This is a simple demonstration of the NaN Boxing implementation described in my blog post Dynamic Typing and NaN Boxing.

NaN boxing is an optimization in dynamically typed languages to store the type and the value of a token, together, by exploiting some features of the IEEE specification for NaN. It turns out the specification leaves 51 mantissa bits that get ignored when a double is determined to be Not a Number. NaN boxing works by storing the type and the value in those overlooked bits. This avoids allocating doubles on the heap and it preserves locality of reference.

I use the three most significant digits of the 51 mantissa bits to store type data. The three bit type data is also referred to as a tag. The remaining 48 digits store the value data. I will refer to this as the payload. Since modern architectures only use the lower 48 bits of a 64 bit pointer, the payload can even hold pointers.

Features

This implementation supports three types: float, int and string. The repl will try to first parse a float, if successful it will test if the float can be represented as a 32 bit int. Otherwise it will treat the token as a string.

Floats

With NaN boxing you get floats for free. So if a token can be parsed as a float nothing more needs to be done.

* _Information shown_
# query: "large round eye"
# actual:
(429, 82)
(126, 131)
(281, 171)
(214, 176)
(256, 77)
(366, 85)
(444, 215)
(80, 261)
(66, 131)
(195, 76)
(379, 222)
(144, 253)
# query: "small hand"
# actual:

* _Actions to take_
A: Reproduce the part of the NaN boxing text starting at "This is a simple" and ending at "locality of reference.".
B: According to the NaN boxing text, which three types does the implementation support?

* _Final results_
A:
This is a simple demonstration of the NaN Boxing implementation described in my blog post Dynamic Typing and NaN Boxing.

NaN boxing is an optimization in dynamically typed languages to store the type and the value of a token, together, by exploiting some features of the IEEE specification for NaN. It turns out the specification leaves 51 mantissa bits that get ignored when a double is determined to be Not a Number. NaN boxing works by storing the type and the value in those overlooked bits. This avoids allocating doubles on the heap and it preserves locality of reference.

B: Float, int and string.